• Work to do: Copy out everything from the line containing "rope so I can check stock levels." down to the line containing "(510, 710), (569, 870)", swapping "blue rope" for "green rope" and leaving the rest as it stands.

• Data listing:
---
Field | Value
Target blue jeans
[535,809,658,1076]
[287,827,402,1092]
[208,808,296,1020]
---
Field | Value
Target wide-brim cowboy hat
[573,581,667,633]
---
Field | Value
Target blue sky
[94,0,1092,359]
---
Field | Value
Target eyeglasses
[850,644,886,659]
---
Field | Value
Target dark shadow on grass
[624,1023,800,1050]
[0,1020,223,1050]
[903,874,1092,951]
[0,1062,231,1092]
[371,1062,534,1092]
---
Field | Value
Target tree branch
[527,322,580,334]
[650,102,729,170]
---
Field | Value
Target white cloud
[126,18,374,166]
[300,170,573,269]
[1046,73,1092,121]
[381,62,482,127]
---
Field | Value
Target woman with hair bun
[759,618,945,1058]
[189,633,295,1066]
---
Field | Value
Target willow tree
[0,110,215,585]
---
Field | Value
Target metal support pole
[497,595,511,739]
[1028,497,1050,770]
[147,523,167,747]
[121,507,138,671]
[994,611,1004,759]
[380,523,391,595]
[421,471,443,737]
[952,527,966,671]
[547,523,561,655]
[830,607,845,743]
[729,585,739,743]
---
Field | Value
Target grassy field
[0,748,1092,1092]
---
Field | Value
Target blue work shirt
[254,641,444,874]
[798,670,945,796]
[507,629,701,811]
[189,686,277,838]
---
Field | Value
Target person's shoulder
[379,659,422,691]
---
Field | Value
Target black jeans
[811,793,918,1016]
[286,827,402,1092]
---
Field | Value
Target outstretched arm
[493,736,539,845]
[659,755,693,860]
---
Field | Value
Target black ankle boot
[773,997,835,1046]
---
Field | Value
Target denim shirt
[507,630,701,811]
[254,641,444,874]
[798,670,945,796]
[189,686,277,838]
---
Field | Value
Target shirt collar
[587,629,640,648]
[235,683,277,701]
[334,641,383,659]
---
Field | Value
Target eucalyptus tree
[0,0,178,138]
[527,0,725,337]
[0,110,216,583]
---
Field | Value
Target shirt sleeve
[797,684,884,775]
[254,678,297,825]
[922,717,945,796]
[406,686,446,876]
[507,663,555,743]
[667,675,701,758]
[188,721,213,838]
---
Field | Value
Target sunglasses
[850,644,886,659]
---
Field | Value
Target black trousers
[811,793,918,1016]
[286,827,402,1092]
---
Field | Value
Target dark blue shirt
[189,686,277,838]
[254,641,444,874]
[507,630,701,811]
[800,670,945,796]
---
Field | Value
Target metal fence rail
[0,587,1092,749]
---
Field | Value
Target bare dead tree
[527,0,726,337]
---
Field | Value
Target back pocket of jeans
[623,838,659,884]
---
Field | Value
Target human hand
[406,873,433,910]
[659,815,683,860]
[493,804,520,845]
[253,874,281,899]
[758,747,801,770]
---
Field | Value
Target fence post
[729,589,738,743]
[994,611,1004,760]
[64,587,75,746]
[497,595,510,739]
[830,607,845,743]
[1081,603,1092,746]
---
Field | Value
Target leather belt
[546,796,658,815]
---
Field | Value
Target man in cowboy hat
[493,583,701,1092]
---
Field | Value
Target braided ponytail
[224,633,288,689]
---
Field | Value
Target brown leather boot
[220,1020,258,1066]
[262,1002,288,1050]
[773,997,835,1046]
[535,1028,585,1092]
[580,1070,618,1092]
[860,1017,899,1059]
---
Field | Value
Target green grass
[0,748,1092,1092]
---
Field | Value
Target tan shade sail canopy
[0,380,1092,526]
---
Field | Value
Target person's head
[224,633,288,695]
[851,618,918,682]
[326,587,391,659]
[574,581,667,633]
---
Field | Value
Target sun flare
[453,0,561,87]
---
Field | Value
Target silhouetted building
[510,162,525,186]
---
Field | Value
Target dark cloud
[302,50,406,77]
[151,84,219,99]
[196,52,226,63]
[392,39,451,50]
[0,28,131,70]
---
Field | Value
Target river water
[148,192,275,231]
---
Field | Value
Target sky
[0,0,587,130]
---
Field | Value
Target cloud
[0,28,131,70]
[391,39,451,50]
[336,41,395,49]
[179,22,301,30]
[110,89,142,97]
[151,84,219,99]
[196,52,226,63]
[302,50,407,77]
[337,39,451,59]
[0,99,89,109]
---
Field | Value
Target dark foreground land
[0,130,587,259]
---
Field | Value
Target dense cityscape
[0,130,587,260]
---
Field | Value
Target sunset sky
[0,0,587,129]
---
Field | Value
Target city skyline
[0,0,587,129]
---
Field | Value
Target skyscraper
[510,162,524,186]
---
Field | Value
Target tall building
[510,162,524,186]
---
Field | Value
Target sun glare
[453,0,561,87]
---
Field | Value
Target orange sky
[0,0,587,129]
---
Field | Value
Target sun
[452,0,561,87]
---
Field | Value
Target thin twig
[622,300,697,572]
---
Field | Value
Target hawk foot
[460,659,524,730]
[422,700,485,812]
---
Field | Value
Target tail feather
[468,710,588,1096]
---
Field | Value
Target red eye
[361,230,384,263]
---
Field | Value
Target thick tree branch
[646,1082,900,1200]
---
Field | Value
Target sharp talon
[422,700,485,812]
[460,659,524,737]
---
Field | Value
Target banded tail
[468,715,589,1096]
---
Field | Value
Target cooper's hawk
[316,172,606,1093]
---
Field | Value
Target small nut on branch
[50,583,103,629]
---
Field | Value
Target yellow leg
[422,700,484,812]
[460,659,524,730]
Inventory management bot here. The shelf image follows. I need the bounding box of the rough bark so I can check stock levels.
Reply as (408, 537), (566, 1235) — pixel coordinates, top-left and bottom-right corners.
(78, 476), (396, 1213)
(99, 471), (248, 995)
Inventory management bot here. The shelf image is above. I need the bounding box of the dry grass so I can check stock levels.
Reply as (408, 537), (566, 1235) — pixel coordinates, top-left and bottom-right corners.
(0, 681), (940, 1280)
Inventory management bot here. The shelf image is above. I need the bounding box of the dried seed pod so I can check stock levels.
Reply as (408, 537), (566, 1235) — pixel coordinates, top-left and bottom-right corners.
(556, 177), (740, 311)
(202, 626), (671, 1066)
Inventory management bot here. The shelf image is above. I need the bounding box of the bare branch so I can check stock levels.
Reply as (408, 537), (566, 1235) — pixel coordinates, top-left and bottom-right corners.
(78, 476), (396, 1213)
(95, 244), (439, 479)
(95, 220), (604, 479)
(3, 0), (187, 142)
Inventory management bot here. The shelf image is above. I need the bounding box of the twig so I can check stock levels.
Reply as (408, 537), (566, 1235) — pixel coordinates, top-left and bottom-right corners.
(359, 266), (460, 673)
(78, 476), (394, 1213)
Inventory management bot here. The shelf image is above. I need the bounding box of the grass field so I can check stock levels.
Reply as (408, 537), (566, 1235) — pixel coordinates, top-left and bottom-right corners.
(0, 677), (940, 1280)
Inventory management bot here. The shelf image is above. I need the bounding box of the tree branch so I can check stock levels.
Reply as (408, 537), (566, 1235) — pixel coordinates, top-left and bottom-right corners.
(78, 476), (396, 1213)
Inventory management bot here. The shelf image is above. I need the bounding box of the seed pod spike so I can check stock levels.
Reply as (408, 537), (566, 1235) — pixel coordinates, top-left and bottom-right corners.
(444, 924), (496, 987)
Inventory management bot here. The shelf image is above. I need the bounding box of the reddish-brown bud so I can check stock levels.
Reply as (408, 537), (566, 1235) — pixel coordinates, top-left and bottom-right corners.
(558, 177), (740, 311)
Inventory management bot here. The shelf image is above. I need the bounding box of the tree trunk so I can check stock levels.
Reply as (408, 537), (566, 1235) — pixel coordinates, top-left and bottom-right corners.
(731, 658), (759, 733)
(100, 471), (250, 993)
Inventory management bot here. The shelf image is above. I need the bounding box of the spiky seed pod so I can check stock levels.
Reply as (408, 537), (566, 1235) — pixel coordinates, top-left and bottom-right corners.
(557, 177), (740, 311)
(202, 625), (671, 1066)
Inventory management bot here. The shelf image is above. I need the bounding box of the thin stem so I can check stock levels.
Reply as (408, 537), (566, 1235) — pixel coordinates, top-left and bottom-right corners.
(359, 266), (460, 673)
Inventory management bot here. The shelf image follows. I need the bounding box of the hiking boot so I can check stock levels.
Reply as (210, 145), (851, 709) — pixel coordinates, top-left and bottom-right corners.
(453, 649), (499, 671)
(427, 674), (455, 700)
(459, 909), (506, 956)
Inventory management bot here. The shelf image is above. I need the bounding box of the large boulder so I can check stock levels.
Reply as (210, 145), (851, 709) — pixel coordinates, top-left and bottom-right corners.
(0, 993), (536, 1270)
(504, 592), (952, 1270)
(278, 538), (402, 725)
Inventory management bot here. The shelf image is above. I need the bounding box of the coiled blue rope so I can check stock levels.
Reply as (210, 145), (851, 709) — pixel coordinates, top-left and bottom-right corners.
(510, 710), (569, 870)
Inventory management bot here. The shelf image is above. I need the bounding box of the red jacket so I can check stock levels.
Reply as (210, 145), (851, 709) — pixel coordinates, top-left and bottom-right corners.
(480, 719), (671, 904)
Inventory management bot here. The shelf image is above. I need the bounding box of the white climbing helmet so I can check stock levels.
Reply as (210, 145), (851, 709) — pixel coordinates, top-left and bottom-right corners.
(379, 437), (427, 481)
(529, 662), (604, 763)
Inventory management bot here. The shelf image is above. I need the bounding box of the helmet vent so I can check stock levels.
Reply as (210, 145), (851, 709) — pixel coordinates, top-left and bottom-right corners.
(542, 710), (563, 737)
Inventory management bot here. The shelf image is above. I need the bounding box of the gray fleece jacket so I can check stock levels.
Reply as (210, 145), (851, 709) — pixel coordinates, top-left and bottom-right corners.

• The response:
Inventory management bot here. The shelf image is above. I need the bounding box of the coiled green rope so I can check stock levels.
Reply as (210, 145), (851, 709) — pixel coordinates, top-left and bottom-right corners.
(510, 710), (569, 870)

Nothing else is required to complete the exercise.